The records are to be repeated in full. Every line must match.

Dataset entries
- - -
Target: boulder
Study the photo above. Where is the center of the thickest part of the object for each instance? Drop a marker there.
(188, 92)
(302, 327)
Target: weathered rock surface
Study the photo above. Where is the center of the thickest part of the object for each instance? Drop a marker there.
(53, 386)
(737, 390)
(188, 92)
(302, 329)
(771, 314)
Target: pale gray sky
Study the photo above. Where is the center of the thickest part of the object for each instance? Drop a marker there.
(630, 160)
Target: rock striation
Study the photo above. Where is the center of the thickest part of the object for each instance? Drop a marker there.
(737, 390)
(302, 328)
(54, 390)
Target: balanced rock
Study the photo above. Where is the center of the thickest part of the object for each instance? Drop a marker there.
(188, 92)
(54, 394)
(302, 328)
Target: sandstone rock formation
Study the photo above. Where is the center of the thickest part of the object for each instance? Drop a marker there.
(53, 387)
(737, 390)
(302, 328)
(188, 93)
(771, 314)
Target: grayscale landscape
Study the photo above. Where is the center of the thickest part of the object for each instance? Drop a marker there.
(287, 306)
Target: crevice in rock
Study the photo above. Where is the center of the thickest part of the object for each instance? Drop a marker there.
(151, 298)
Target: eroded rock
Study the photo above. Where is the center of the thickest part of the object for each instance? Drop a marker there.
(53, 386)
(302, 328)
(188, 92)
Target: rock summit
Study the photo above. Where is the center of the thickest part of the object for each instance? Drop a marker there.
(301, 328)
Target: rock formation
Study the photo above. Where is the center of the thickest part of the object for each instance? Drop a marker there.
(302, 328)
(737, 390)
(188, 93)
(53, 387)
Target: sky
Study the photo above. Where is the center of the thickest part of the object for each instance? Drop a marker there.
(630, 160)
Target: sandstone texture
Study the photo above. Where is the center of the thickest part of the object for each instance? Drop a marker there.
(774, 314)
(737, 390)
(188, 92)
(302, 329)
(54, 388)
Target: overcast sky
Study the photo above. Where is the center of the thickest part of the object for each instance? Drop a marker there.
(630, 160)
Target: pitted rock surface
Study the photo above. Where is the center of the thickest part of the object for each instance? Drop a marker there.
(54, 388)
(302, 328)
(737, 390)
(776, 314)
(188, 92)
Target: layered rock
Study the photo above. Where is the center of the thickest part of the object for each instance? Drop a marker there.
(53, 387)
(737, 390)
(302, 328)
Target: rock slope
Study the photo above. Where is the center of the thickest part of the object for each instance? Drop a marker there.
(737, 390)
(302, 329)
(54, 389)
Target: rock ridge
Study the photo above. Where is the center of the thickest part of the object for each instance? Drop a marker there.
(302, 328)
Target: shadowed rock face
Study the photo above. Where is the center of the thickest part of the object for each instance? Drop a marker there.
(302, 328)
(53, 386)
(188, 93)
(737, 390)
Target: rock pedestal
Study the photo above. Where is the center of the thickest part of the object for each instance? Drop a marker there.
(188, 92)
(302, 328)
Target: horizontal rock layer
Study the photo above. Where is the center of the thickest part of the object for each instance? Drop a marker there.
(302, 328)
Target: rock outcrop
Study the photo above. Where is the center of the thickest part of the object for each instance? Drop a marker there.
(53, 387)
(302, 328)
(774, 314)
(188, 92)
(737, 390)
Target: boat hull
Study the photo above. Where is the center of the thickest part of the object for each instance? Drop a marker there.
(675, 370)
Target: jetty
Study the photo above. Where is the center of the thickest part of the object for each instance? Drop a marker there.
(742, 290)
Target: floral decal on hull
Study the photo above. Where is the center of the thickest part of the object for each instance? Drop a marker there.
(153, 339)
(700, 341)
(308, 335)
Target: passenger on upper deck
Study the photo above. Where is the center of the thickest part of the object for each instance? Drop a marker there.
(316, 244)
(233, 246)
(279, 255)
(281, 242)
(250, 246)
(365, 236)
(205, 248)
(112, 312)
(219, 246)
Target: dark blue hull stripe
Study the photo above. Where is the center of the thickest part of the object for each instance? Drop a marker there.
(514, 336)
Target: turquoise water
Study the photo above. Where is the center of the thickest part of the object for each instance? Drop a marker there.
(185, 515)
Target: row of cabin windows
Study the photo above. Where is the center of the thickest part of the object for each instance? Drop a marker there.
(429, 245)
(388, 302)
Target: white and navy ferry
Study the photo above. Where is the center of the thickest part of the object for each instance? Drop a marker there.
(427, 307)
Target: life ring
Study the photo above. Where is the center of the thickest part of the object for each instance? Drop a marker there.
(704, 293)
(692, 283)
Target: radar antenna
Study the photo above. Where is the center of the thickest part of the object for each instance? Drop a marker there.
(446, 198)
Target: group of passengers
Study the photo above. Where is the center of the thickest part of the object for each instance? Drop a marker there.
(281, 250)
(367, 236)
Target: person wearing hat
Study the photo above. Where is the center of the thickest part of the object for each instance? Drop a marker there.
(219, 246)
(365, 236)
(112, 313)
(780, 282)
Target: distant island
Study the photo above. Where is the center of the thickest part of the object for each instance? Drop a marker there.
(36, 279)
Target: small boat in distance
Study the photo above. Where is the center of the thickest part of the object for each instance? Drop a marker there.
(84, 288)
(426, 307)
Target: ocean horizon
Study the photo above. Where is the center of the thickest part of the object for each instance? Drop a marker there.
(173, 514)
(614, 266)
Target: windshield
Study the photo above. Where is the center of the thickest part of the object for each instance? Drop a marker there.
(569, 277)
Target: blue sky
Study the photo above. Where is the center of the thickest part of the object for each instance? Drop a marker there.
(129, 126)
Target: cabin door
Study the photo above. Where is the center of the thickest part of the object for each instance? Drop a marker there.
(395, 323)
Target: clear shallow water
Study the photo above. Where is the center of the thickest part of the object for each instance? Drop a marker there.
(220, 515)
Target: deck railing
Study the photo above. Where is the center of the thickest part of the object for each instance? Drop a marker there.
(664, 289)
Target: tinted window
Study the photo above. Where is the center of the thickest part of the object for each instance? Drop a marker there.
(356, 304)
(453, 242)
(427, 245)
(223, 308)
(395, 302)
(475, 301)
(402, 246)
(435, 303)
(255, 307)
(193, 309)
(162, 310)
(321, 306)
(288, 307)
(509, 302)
- - -
_SOLUTION_
Target: boulder
Study the photo above. Where is the center of the thickest part of the object for each instance? Drop a marker there.
(188, 92)
(302, 327)
Target: weathered rock surface
Study the photo above. Where is the center of the thickest part of the object for each instance? Drop a marker there.
(53, 386)
(737, 390)
(188, 92)
(302, 329)
(771, 314)
Target: pale gray sky
Study the photo above. Where is the center of the thickest part of the object for each instance? Drop a marker there.
(630, 160)
Target: rock striation
Study the photo above. Where is the center of the thickest part of the object for each instance? Drop a marker there.
(737, 390)
(302, 328)
(54, 390)
Target: balanced rock
Study the photo above. Where is the center of the thickest part of the object for each instance? Drop a marker there.
(188, 92)
(54, 394)
(302, 328)
Target: sandstone rock formation
Study the photo above. Where is the center of the thickest part of the object for each instance? Drop a marker there.
(53, 387)
(737, 390)
(302, 328)
(188, 93)
(771, 314)
Target: grayscale landscape
Study the photo above. Where is the center of the thickest part of the object for each instance? Drop a marker there.
(287, 306)
Target: crevice in rock
Study the photo above. Where is the center of the thickest part of the object for each instance? Drop a marker there.
(151, 298)
Target: eroded rock
Study the photo above. Where is the center of the thickest part of the object for each instance? Drop a marker there.
(53, 386)
(302, 328)
(188, 92)
Target: rock summit
Study the photo above. Where is the center of the thickest part of the object for each instance? Drop a marker there.
(301, 328)
Target: rock formation
Study the photo above. Where is the center of the thickest part of the object for each instance? Drop a marker there.
(302, 328)
(737, 390)
(188, 93)
(53, 387)
Target: sky
Study the photo above. Where is the center of the thickest part of the object for each instance? Drop a marker there.
(630, 160)
Target: sandstone texture
Study the photo above. Where is the center of the thickest part of the object for each instance? Drop a marker there.
(774, 314)
(737, 390)
(188, 92)
(302, 329)
(54, 388)
Target: overcast sky
Study the photo above. Where is the center of the thickest part of the object for each instance? Drop a marker there.
(630, 160)
Target: pitted rock surface
Study the photo above. Where is the center of the thickest part of the object for each instance? Drop a marker there.
(54, 388)
(302, 328)
(737, 390)
(776, 314)
(188, 92)
Target: layered rock
Study the photo above. Where is the center of the thickest part of the object for each instance? Drop a marker there.
(53, 387)
(737, 390)
(302, 328)
Target: rock slope
Study the photo above. Where is the center of the thickest part of the object for each instance? Drop a marker there.
(737, 390)
(302, 329)
(54, 389)
Target: rock ridge
Study the photo above. Where is the center of the thickest part of the object for each instance? Drop a marker there.
(302, 328)
Target: shadowed rock face
Study the photo above. Where is the center of the thickest part of the object for each instance? Drop a marker there.
(302, 328)
(53, 386)
(188, 93)
(737, 390)
Target: rock pedestal
Study the photo above. Where is the center of the thickest part of the object for each instance? Drop a marker there.
(188, 92)
(302, 328)
Target: horizontal rock layer
Study the photo above. Where is the center of the thickest part of the object for each instance? Drop a marker there.
(302, 328)
Target: rock outcrop
Study the photo above. Where is the center of the thickest part of the object for each instance? Drop a marker there.
(53, 387)
(302, 328)
(774, 314)
(188, 92)
(737, 390)
Target: boat hull
Study the photo above. Where is the center of the thickest part of the object for each instance? Drop a marker there.
(675, 370)
Target: jetty
Study the photo above. Where is the center of the thickest part of the object for each instance? Drop a marker there.
(742, 290)
Target: floral decal on hull
Study the photo above. Where is the center of the thickest part of the object for each instance? Drop a marker there.
(153, 339)
(700, 341)
(308, 335)
Target: passenger on upper deck
Study the photo above. Where is the center of the thickest part of the object for each instance? Drop a marker there.
(316, 244)
(233, 246)
(279, 255)
(281, 242)
(250, 246)
(365, 236)
(205, 248)
(112, 312)
(219, 246)
Target: dark blue hull stripe
Study the photo above. Where is the center of the thickest part of the object for each instance? Drop a marker there.
(514, 336)
Target: turquoise water
Study the photo above. Where is the center of the thickest part of the object for each instance? Drop a marker there.
(185, 515)
Target: row of cabin windows
Study the photo above. Where is the center of the thickest part of the object for each instance? Drop a marker there.
(429, 245)
(388, 302)
Target: white and navy ferry
Study the photo above. Where is the center of the thickest part of the object for each instance? Drop a marker there.
(427, 307)
Target: life ring
Study the photo above. Where is the center of the thickest part of the object for each instance? Drop a marker there.
(704, 293)
(692, 283)
Target: radar antenna
Study the photo above. Where is the center of the thickest part of the object for each instance? Drop a marker there.
(446, 198)
Target: group of passengers
Study the photo above. Where is the center of the thickest part of the object for each instance? Drop a marker there.
(281, 250)
(367, 236)
Target: person wearing hat
Study the photo above. Where is the center of the thickest part of the object for each instance? Drop a marker there.
(219, 246)
(365, 236)
(112, 313)
(780, 282)
Target: distant island
Study the photo above. Where is the center of the thickest part of the object for each instance? Drop a marker there.
(36, 279)
Target: small boat in distance
Study the photo above. Where is the center of the thickest part of the object for each instance? Drop a marker there.
(84, 288)
(426, 307)
Target: ocean horizon
Study the photo above. Where is the center of the thickest part of the object for each instance? Drop a marker there.
(173, 514)
(614, 266)
Target: windshield
Study the photo above. Where is the center of the thickest part of the object for each instance? Drop a marker there.
(569, 277)
Target: blue sky
Study the photo above. Where is the center of the thickest part of the object for each instance? Drop a marker there.
(129, 126)
Target: cabin door
Study the photo above. Where is the center of the thickest part of the object for each instance? Drop a marker there.
(395, 323)
Target: clear shallow water
Study the photo above. Where is the center of the thickest part of the object for each instance? Drop a marker there.
(220, 515)
Target: deck railing
Study the photo above. Where is the center of the thickest part of the object for each instance? Drop a marker there.
(664, 289)
Target: tinted window
Study the photo above. Where is the center of the thickest part of the object for each instance? Drop a marker there.
(356, 304)
(453, 242)
(427, 245)
(223, 308)
(395, 302)
(475, 301)
(402, 246)
(435, 303)
(255, 307)
(193, 309)
(162, 310)
(321, 306)
(288, 307)
(509, 302)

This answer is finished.